== Dataset records ==
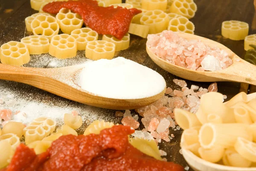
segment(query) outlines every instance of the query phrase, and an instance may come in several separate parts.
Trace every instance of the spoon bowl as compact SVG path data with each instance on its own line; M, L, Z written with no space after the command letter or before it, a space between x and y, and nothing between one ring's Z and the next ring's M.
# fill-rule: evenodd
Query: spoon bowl
M233 63L227 68L217 71L198 71L187 69L169 63L154 54L147 46L147 52L157 65L166 71L180 78L195 81L235 81L256 85L256 67L241 59L225 46L215 41L188 33L178 32L179 36L187 40L200 40L211 47L225 50Z
M149 105L164 95L138 99L120 99L98 96L81 88L76 82L84 64L56 68L17 67L0 64L0 79L25 83L57 96L97 107L115 110L134 109Z

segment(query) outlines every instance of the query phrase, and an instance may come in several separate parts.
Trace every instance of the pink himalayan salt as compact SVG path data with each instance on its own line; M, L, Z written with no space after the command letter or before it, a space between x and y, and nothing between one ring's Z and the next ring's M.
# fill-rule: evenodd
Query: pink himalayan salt
M180 38L172 31L165 30L158 35L148 35L147 38L147 46L153 53L181 67L204 71L201 63L207 55L213 56L221 69L232 64L232 60L224 50L217 47L211 48L200 41ZM214 62L212 59L206 59L204 62Z
M149 125L148 127L148 130L149 132L155 130L157 128L159 125L159 121L157 118L152 118L150 122L149 122Z
M134 129L137 129L140 126L140 123L130 116L124 117L121 122L125 126L129 126Z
===
_What is needed_
Extract each line from the data above that contains the string "command".

_Answer below_
Trace every instance of the spoon bowl as compact SVG path data with each instance on its own line; M, L, Z written with no space after the command letter or before it, a space between x and y, and nothing between one ring's Z and the next ring's M.
Trace every instance of the pink himalayan salt as compact SVG path data with each instance on its own line; M, L, Z written with no space after the command letter or before it, a space between x and y, and nothing between one ring's Z and the next ring's M.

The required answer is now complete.